[Material]
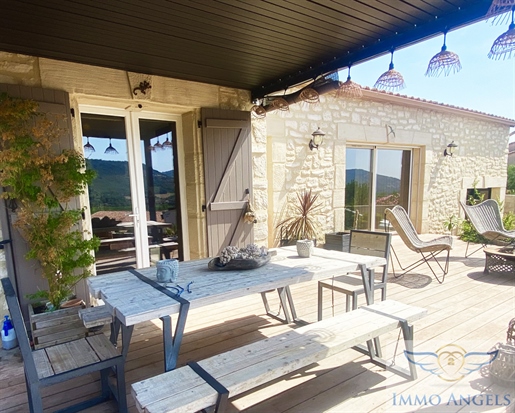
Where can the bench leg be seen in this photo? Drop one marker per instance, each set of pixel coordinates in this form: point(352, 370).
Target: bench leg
point(373, 350)
point(34, 396)
point(286, 301)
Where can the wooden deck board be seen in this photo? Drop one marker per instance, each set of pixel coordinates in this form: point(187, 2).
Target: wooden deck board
point(470, 309)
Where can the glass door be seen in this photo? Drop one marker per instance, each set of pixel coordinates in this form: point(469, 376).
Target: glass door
point(376, 179)
point(134, 199)
point(392, 182)
point(158, 144)
point(110, 197)
point(358, 188)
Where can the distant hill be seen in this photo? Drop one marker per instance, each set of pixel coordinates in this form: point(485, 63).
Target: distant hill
point(110, 190)
point(385, 184)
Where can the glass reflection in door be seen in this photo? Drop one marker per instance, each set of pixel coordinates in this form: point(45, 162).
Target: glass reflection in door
point(358, 184)
point(105, 150)
point(158, 144)
point(392, 182)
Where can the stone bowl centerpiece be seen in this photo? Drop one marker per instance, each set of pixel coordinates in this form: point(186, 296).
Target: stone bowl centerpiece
point(234, 258)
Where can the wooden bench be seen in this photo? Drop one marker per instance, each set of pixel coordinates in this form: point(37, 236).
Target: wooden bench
point(65, 361)
point(190, 389)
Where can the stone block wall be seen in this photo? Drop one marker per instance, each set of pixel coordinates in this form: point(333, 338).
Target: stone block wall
point(388, 121)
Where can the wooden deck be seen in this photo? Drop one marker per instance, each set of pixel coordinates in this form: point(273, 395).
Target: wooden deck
point(470, 309)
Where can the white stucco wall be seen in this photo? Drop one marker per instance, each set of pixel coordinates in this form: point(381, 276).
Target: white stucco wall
point(439, 182)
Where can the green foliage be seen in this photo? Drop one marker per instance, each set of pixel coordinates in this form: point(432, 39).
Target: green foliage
point(301, 224)
point(451, 223)
point(510, 184)
point(43, 180)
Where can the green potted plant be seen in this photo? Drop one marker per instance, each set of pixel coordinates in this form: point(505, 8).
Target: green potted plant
point(41, 180)
point(301, 224)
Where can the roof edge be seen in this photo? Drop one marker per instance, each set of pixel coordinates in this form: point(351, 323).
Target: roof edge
point(383, 96)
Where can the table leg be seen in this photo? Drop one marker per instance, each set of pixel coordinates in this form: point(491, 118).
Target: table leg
point(172, 342)
point(116, 326)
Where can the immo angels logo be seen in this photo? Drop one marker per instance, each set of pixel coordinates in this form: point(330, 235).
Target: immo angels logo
point(451, 362)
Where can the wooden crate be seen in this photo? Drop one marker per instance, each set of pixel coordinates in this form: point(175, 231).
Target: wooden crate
point(56, 327)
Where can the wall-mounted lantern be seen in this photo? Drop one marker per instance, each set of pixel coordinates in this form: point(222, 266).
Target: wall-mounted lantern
point(450, 149)
point(317, 139)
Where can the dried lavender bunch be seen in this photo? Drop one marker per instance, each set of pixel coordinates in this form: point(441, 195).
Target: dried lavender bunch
point(234, 253)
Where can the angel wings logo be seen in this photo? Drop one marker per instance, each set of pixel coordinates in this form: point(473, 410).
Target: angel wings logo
point(451, 362)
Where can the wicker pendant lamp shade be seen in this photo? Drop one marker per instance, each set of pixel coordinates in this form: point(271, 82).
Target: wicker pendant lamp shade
point(500, 6)
point(390, 80)
point(280, 104)
point(349, 89)
point(309, 95)
point(443, 62)
point(89, 148)
point(258, 111)
point(167, 144)
point(111, 150)
point(504, 45)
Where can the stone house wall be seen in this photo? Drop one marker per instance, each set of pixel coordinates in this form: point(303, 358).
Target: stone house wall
point(282, 161)
point(438, 182)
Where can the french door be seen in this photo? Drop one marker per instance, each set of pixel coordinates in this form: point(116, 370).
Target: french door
point(376, 178)
point(135, 198)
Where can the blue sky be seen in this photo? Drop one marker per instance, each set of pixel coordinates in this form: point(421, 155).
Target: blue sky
point(482, 84)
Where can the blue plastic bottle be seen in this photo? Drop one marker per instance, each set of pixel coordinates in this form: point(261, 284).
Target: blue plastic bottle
point(9, 340)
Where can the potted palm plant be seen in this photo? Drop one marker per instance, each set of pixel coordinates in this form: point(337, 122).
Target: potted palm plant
point(42, 180)
point(301, 224)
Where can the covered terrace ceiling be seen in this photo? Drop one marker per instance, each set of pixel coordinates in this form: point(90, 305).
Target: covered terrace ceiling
point(260, 45)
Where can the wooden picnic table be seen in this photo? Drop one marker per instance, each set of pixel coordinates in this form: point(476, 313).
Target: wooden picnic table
point(134, 296)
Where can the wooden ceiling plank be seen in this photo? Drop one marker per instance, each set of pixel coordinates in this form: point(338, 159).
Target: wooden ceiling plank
point(335, 18)
point(106, 57)
point(181, 27)
point(357, 8)
point(273, 21)
point(141, 42)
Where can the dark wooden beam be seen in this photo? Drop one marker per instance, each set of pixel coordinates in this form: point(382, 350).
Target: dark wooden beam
point(447, 22)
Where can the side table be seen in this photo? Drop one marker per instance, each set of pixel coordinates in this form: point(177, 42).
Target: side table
point(497, 260)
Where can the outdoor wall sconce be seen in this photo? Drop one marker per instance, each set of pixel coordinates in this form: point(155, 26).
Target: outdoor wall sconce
point(143, 87)
point(450, 149)
point(317, 139)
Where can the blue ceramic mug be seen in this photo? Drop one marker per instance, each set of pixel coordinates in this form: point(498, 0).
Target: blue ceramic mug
point(167, 270)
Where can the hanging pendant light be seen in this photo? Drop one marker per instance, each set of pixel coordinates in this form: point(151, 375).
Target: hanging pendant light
point(500, 6)
point(443, 62)
point(390, 80)
point(258, 111)
point(167, 144)
point(309, 95)
point(110, 150)
point(89, 148)
point(281, 104)
point(504, 45)
point(157, 145)
point(349, 88)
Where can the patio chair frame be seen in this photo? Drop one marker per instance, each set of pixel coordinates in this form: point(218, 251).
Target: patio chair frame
point(486, 219)
point(360, 243)
point(429, 250)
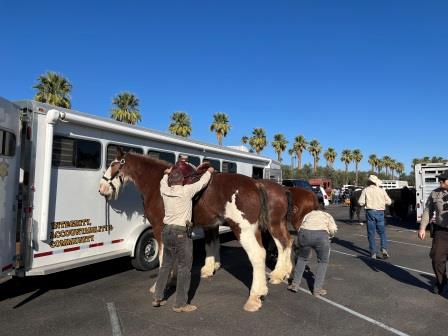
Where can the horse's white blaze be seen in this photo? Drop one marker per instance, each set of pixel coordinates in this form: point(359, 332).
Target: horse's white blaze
point(256, 254)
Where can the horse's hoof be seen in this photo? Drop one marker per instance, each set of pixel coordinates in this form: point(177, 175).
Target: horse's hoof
point(275, 281)
point(253, 304)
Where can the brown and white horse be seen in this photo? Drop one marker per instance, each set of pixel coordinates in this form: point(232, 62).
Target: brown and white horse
point(233, 199)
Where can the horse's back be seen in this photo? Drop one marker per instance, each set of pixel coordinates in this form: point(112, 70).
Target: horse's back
point(227, 190)
point(304, 201)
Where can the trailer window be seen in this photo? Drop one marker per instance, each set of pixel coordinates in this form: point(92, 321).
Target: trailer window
point(166, 156)
point(216, 164)
point(7, 143)
point(194, 160)
point(228, 167)
point(111, 153)
point(76, 153)
point(257, 173)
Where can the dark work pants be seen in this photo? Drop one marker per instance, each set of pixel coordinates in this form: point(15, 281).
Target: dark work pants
point(177, 247)
point(439, 256)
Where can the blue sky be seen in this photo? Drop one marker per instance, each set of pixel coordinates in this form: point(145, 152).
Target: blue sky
point(371, 75)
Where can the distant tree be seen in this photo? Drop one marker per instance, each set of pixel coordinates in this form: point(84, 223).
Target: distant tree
point(357, 157)
point(315, 149)
point(279, 144)
point(387, 160)
point(299, 146)
point(258, 140)
point(346, 158)
point(126, 108)
point(53, 89)
point(180, 124)
point(330, 155)
point(220, 125)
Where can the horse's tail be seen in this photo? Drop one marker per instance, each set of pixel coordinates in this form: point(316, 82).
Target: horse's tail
point(264, 208)
point(289, 210)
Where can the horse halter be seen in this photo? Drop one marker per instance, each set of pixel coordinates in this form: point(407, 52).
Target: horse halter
point(110, 180)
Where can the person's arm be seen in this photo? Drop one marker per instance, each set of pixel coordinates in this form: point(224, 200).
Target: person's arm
point(197, 186)
point(426, 217)
point(362, 198)
point(164, 180)
point(332, 227)
point(387, 199)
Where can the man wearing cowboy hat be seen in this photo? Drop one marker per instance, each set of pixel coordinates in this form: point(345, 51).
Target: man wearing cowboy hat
point(437, 204)
point(375, 200)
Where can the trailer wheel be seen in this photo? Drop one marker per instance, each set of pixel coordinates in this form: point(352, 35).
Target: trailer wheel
point(146, 253)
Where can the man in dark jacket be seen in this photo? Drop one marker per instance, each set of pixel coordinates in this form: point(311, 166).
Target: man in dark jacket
point(437, 204)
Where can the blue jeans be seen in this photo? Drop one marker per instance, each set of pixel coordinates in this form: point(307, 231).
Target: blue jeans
point(177, 247)
point(375, 222)
point(318, 241)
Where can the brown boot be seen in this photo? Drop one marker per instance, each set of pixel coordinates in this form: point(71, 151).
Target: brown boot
point(185, 309)
point(320, 292)
point(158, 303)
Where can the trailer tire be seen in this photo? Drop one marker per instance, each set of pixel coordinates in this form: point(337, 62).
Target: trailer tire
point(146, 255)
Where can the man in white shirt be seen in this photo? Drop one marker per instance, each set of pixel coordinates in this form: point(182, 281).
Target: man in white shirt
point(314, 233)
point(375, 200)
point(177, 245)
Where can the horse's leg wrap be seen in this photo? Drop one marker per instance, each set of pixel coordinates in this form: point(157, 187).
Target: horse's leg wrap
point(283, 267)
point(209, 268)
point(253, 303)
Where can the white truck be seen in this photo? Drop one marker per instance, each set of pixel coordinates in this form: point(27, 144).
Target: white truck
point(52, 217)
point(425, 182)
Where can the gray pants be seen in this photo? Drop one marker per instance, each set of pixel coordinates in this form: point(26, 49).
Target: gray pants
point(176, 247)
point(318, 241)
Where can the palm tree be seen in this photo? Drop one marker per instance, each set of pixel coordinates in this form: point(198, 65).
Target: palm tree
point(180, 124)
point(53, 89)
point(126, 108)
point(346, 158)
point(299, 146)
point(330, 155)
point(372, 161)
point(315, 148)
point(258, 140)
point(279, 145)
point(220, 125)
point(357, 157)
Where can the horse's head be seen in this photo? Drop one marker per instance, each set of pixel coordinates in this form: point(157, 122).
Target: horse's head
point(114, 178)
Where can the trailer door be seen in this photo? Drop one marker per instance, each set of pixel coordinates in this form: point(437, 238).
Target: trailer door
point(9, 168)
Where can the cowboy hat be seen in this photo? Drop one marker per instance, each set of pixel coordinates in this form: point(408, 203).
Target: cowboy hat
point(374, 179)
point(443, 176)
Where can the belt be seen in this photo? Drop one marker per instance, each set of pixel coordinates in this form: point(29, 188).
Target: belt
point(440, 228)
point(176, 227)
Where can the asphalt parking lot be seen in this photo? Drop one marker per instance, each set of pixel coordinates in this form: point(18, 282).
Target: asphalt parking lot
point(365, 296)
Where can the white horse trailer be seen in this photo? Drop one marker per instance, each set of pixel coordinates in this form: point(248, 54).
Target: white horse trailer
point(52, 217)
point(425, 182)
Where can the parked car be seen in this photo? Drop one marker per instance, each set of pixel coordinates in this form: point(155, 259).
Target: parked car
point(322, 196)
point(299, 183)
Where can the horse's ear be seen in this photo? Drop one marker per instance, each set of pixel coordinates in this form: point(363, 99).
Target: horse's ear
point(120, 153)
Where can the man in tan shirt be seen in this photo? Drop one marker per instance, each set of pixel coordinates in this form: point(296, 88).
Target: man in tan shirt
point(375, 200)
point(177, 245)
point(314, 233)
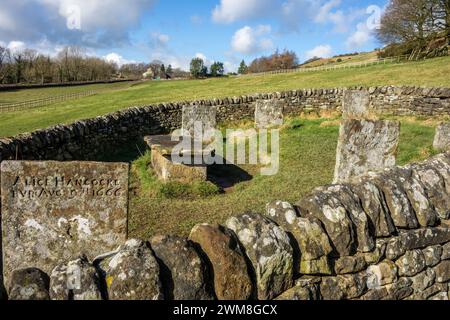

[Goal]
Transcribe the lines of the records above, beginning at the line that has "form: point(145, 152)." and stopping after the line that has "point(371, 75)", with every character unchanged.

[Task solution]
Where can the blue sky be seen in this photo? Drop one marker per instance, each set of pixel coordinates in this form: point(145, 152).
Target: blue sky
point(371, 75)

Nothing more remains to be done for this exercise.